> _Provided material_

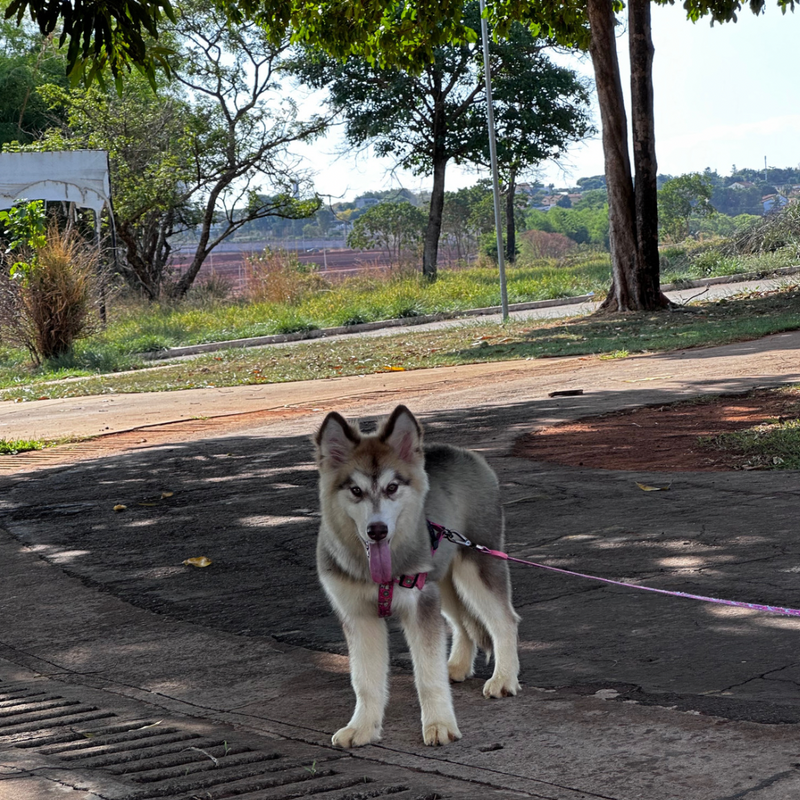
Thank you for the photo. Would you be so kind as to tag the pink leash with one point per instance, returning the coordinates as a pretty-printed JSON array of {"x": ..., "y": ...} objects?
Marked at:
[{"x": 462, "y": 540}]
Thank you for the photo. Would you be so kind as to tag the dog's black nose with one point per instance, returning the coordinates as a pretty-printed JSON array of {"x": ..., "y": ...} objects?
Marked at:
[{"x": 377, "y": 531}]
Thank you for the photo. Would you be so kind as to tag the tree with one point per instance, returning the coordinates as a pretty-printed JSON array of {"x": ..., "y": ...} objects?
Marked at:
[
  {"x": 146, "y": 136},
  {"x": 27, "y": 61},
  {"x": 192, "y": 156},
  {"x": 681, "y": 199},
  {"x": 389, "y": 33},
  {"x": 428, "y": 119},
  {"x": 394, "y": 227},
  {"x": 466, "y": 215},
  {"x": 115, "y": 34},
  {"x": 231, "y": 74}
]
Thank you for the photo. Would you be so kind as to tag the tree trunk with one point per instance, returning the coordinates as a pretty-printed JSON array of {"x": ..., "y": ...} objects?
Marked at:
[
  {"x": 644, "y": 153},
  {"x": 511, "y": 222},
  {"x": 631, "y": 286},
  {"x": 433, "y": 229}
]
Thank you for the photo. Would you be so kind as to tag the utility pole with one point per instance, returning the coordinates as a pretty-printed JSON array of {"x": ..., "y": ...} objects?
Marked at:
[{"x": 493, "y": 159}]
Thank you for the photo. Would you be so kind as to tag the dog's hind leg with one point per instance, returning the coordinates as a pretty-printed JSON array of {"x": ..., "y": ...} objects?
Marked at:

> _The task_
Starting at the line containing "the tree with" and ending at the end of the entries, write out every line again, requests included, with each x and y coordinate in the answers offset by 148.

> _Correct answer_
Thank you for the photo. Would you be so kind as to tag the tree with one point per instance, returning the coordinates as a pretty-printed JSON array of {"x": ..., "y": ...} objects?
Marked at:
[
  {"x": 294, "y": 284},
  {"x": 175, "y": 209},
  {"x": 340, "y": 304},
  {"x": 829, "y": 347},
  {"x": 537, "y": 181},
  {"x": 576, "y": 267},
  {"x": 542, "y": 375},
  {"x": 614, "y": 363},
  {"x": 263, "y": 182},
  {"x": 379, "y": 222}
]
Thank you for the photo. Would you be so kind as to tag the tree trunk with one point per instance, returning the coordinates as a pretty-printed JSON array of {"x": ..., "y": ...} objects?
Marked at:
[
  {"x": 792, "y": 301},
  {"x": 659, "y": 370},
  {"x": 779, "y": 434},
  {"x": 581, "y": 377}
]
Thank you for the photo. Would you be so kind as to tag the utility pole with one point per instance, returning the coordinates as a pretty-printed JSON array of {"x": ..., "y": ...} objects?
Marked at:
[{"x": 641, "y": 307}]
Thank you for the photo. Would you be so kind as to tag the dog's hind leg with one point per instance, returning the coordinates as a pretty-printed JSON array of {"x": ..., "y": ...} objects?
Marked at:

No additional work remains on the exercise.